§ **EXERCISE OBJECTIVE**
Beginning with the line that holds "Target: silver car in background" in the data below, give again every line through the one that holds "Target: chain link fence", exactly as written.

§ **RECORD SET**
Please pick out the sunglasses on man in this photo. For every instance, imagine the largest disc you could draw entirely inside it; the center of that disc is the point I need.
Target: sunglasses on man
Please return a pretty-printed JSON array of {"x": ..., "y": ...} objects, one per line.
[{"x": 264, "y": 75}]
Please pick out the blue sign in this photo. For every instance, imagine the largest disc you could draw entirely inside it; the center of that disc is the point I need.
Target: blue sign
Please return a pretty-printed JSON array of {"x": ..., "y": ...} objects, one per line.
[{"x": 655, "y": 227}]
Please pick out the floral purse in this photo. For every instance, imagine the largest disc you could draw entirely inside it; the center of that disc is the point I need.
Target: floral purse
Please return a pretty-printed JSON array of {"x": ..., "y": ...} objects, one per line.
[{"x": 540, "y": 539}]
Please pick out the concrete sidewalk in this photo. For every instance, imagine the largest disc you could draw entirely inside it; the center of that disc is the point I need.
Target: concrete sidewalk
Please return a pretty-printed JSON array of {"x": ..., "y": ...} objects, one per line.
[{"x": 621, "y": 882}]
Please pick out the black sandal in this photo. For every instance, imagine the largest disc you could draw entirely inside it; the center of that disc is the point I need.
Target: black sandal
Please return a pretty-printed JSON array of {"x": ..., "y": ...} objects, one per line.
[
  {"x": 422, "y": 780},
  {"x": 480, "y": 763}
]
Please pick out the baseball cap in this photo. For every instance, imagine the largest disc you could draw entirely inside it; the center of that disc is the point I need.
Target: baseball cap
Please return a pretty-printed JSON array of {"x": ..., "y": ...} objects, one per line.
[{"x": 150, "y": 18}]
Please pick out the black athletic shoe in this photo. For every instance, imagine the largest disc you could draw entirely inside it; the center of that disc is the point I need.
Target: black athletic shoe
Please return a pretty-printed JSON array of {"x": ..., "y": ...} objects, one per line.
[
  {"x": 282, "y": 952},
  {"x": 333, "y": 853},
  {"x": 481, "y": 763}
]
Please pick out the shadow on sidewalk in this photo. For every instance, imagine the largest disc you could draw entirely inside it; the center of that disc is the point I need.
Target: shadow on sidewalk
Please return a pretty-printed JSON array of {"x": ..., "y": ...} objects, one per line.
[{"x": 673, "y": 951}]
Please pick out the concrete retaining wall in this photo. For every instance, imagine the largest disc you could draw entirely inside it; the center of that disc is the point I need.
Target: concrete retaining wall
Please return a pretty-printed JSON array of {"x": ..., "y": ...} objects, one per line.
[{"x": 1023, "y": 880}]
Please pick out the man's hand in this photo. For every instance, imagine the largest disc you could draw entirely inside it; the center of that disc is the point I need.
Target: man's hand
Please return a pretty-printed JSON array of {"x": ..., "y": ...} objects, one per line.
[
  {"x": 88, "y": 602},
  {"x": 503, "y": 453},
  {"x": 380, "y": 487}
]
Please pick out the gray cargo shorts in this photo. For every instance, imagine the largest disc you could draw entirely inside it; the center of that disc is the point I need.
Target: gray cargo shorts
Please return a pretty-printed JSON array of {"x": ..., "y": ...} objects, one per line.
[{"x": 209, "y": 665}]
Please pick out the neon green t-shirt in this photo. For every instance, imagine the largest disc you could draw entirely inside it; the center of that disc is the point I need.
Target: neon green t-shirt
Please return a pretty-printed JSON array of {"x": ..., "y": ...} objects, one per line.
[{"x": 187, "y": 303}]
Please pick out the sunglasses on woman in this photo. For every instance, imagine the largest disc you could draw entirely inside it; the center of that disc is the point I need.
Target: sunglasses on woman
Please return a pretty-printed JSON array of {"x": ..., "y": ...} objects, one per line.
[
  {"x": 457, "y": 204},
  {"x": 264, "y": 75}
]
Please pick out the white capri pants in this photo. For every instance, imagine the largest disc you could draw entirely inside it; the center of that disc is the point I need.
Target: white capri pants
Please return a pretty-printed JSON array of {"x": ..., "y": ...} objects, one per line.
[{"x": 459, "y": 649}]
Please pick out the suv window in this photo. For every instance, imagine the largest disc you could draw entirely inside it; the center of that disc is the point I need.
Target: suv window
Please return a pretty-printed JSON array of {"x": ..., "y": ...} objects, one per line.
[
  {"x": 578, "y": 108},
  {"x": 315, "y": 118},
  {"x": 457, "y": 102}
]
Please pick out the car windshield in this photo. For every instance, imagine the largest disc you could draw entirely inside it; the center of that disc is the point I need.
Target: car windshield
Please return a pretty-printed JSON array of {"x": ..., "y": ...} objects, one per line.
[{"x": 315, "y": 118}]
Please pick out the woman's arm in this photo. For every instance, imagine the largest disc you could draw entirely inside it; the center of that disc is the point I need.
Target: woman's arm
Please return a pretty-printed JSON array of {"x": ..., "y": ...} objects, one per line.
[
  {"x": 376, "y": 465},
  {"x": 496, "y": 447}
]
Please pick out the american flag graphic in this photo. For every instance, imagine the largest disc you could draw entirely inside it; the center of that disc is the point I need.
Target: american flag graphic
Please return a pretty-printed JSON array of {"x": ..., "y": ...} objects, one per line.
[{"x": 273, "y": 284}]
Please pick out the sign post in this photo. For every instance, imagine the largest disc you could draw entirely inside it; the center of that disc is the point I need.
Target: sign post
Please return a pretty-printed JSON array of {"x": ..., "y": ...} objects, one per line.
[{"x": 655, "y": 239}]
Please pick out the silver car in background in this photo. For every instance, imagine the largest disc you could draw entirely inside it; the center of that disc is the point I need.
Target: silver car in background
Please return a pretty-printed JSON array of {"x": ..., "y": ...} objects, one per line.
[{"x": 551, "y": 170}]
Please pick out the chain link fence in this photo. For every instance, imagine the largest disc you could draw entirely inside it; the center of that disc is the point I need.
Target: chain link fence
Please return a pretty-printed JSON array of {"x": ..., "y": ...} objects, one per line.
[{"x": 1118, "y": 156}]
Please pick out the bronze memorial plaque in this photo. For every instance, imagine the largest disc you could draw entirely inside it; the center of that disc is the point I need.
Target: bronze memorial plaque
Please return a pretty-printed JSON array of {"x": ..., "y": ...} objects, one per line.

§ **RESPONSE**
Target: silver car in background
Please return a pretty-printed JSON array of {"x": ..., "y": ...} objects, one per line.
[{"x": 551, "y": 170}]
Please pick out the chain link fence in this photo. For every instance, imagine the largest disc you could draw entirely inside it; the center of that disc is the point I need.
Target: chain link fence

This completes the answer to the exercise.